§ What the task requires
Starting with the line that contains "For every instance of the hood" and going on through the end of the records, write those lines out again with "innermost point" swapped for "center point" and everything else left unchanged.

┄┄┄┄┄┄

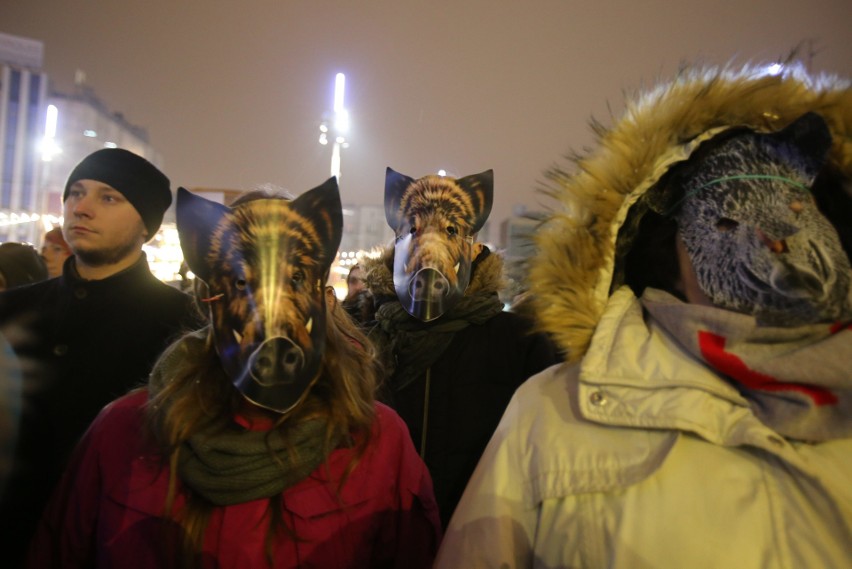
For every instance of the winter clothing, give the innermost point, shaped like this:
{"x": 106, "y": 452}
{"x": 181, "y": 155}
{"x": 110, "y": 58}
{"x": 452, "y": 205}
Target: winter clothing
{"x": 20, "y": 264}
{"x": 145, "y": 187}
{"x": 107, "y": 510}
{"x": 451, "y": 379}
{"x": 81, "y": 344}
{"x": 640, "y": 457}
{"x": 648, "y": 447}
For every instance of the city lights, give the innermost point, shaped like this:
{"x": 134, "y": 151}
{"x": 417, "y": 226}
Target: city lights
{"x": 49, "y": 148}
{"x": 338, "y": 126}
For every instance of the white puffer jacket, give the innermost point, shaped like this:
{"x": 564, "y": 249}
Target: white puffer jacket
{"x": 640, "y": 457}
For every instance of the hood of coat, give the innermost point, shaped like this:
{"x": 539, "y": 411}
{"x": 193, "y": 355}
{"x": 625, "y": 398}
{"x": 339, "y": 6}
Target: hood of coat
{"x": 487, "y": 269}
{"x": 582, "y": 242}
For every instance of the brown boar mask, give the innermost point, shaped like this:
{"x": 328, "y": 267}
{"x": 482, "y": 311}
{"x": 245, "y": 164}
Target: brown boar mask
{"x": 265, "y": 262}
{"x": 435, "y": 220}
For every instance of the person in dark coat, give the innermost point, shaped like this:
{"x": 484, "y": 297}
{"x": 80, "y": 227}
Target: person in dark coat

┄┄┄┄┄┄

§ The answer
For every instance of the hood of coat, give the center point, shaped like this:
{"x": 539, "y": 411}
{"x": 193, "y": 355}
{"x": 625, "y": 398}
{"x": 339, "y": 6}
Target: hood of coat
{"x": 487, "y": 269}
{"x": 582, "y": 242}
For every instance of the brown boar mask, give the center point, shaped like this:
{"x": 328, "y": 267}
{"x": 482, "y": 311}
{"x": 245, "y": 164}
Target: brown boar mask
{"x": 265, "y": 262}
{"x": 435, "y": 220}
For every instance of the person in dark coat, give the center point, shaped like this:
{"x": 484, "y": 297}
{"x": 80, "y": 227}
Target: person in dark coat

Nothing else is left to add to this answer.